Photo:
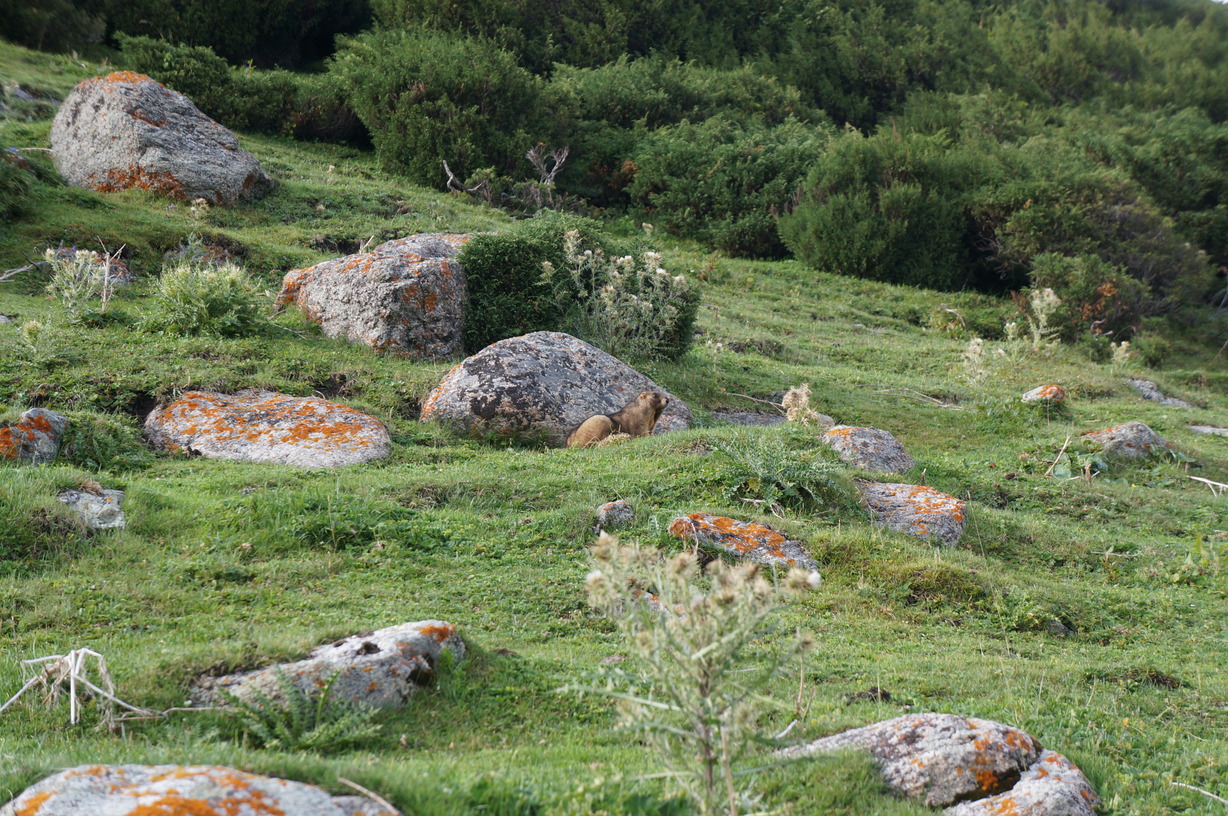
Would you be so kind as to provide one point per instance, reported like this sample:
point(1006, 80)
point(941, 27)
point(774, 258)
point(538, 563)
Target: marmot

**STATED PROBLEM**
Reproduce the records above line for line, omitting the pictures.

**RESPONSE TO THE EXERCISE**
Photo:
Would you be so kind as to provide one point per instance, reported like this sample:
point(1006, 80)
point(941, 27)
point(774, 258)
point(538, 563)
Target: marmot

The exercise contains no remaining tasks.